+++ EXERCISE INPUTS

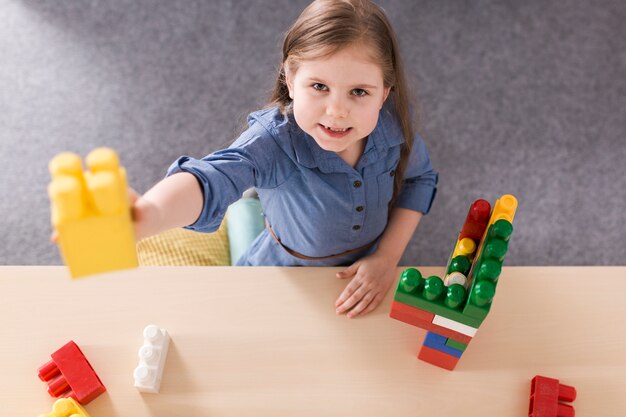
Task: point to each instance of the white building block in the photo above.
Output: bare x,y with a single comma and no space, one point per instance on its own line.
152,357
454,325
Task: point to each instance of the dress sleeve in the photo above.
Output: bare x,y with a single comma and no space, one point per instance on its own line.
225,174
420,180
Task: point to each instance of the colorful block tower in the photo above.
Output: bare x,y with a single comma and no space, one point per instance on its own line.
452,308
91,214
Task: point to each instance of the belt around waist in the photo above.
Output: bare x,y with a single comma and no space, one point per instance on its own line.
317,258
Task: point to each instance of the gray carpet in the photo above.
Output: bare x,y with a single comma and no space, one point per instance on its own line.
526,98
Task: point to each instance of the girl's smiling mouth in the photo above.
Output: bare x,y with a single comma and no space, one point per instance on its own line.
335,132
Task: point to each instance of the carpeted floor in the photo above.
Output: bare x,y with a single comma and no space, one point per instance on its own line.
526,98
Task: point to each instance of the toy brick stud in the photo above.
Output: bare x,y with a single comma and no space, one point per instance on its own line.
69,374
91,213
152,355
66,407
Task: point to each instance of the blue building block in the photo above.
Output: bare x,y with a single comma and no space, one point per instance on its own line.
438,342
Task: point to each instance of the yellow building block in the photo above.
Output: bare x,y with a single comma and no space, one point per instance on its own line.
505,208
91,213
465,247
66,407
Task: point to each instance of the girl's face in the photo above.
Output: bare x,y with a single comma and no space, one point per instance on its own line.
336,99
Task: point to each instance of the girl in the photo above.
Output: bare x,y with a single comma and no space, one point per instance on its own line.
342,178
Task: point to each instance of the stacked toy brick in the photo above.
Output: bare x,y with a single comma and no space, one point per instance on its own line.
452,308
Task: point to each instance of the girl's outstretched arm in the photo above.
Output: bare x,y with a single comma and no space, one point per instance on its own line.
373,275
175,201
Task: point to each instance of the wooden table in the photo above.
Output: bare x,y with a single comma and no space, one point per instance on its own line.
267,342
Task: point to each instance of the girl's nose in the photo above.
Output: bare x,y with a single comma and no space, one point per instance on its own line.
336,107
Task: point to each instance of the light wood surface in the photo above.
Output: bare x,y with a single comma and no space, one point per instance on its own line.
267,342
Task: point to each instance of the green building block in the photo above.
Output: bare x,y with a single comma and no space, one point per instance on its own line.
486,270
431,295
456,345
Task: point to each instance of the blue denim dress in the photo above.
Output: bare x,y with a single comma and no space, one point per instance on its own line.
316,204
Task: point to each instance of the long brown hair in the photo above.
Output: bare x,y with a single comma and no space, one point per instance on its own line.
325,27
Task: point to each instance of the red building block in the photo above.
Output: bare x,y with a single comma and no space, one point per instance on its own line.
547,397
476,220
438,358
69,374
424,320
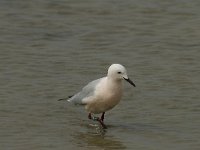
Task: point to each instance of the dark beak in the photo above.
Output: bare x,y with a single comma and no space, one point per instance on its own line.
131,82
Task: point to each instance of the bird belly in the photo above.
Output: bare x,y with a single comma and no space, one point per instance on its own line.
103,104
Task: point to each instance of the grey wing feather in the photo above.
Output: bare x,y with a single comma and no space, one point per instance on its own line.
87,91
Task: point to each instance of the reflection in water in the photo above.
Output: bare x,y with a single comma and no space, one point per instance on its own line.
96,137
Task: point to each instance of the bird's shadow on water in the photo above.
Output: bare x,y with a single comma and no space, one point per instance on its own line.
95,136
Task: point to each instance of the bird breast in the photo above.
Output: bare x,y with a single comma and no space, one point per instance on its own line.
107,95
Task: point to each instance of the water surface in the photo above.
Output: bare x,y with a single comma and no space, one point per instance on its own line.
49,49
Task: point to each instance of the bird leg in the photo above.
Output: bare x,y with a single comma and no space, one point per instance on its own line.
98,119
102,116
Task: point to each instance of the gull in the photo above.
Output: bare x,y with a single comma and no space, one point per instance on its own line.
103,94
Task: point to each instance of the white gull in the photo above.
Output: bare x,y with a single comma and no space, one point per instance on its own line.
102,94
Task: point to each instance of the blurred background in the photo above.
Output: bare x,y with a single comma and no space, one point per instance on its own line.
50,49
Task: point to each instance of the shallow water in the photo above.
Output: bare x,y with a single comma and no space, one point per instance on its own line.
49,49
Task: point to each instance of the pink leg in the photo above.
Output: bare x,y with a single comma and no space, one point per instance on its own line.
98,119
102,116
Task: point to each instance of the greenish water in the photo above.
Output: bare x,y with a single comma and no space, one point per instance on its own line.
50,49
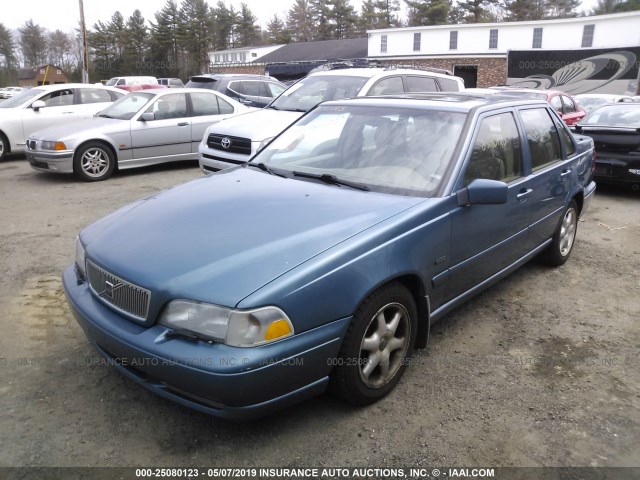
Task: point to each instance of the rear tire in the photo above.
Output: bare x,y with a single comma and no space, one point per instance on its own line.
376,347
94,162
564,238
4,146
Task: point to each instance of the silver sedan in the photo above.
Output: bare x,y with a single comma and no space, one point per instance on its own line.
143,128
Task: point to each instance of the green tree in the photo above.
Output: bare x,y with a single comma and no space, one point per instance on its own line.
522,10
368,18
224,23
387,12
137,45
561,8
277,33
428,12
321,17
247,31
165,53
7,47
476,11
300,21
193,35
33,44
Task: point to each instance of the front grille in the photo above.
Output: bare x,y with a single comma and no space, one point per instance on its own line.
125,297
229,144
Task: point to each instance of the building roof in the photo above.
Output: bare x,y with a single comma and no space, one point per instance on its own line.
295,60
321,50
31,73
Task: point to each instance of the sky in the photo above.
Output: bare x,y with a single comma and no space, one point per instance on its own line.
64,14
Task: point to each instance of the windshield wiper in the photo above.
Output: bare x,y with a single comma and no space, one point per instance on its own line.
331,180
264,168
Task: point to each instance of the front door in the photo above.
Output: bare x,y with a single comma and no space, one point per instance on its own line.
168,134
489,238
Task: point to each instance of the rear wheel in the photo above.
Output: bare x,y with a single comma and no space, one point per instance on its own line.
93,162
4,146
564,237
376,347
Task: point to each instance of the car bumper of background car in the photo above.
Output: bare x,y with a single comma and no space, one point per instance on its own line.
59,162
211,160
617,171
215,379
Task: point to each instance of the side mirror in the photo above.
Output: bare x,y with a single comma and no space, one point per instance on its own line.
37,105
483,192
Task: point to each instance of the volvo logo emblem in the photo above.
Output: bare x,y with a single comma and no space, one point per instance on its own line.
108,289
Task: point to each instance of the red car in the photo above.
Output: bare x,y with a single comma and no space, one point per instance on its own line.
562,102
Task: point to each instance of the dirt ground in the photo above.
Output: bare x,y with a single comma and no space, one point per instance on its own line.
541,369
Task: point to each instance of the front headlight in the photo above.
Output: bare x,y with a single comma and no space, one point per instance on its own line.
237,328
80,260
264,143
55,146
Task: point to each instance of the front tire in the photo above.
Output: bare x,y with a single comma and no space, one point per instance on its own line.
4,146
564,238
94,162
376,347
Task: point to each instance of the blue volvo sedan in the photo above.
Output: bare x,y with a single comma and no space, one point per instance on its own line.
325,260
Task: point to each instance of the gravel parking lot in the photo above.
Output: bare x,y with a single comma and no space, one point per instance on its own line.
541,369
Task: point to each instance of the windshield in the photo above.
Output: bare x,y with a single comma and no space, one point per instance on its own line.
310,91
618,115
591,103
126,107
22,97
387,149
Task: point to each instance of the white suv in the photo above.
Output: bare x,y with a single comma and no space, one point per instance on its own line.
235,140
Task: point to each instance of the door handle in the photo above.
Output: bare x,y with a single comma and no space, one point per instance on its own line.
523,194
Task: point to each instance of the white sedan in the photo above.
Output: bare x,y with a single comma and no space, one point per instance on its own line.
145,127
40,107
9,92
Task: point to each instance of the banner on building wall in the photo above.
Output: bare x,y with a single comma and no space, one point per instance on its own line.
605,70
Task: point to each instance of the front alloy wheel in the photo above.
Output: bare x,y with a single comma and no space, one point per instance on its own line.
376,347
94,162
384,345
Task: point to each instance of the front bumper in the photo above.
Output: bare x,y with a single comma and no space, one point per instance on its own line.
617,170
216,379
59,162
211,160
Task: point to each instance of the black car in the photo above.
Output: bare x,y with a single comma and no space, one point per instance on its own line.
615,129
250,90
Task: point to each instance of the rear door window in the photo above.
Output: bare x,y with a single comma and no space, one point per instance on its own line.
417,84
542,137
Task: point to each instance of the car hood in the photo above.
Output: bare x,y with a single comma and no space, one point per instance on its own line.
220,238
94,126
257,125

++++++
+++ EXERCISE INPUTS

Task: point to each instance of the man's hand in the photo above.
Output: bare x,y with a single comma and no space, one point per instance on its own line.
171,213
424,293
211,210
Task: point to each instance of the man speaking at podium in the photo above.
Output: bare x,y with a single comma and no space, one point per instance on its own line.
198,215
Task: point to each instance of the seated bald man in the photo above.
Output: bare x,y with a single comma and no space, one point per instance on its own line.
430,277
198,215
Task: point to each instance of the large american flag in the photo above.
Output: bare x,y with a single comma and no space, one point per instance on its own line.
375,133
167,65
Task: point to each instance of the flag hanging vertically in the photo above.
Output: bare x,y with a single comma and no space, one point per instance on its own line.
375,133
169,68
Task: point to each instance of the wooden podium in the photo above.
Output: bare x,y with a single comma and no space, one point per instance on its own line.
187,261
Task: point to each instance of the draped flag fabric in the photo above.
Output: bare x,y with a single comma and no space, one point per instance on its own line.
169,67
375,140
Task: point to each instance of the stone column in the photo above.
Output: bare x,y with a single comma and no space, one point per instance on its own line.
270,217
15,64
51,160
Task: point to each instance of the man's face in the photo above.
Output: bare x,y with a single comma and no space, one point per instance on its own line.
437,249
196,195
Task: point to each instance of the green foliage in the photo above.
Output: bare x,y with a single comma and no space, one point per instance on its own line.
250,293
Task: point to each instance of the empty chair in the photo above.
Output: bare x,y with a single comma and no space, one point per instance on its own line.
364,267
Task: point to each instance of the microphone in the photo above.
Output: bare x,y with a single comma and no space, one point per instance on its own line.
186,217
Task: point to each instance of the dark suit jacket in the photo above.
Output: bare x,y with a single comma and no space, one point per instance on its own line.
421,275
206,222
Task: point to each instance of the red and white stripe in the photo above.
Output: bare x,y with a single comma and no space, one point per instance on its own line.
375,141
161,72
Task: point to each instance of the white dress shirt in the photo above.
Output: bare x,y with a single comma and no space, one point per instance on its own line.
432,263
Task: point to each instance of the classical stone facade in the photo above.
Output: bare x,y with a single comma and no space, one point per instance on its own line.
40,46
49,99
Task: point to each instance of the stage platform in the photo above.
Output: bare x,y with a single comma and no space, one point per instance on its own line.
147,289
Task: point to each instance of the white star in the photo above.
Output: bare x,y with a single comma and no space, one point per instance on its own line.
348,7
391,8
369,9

++++++

INSTRUCTION: Please find every line in the material above that contains the word "front", and copy each of those lines.

EXPECTED ANSWER:
Task: point to each instance of the front grille in the photo above.
Task: point to each instance of the front door in the photo above.
Task: point to each instance of the front headlight in the photo above.
Task: point to each instance of the front tire in the photo above.
Task: point to each instance of the front alloy wheel in the photo above.
Task: point to each instance of the front bumper in the photo above.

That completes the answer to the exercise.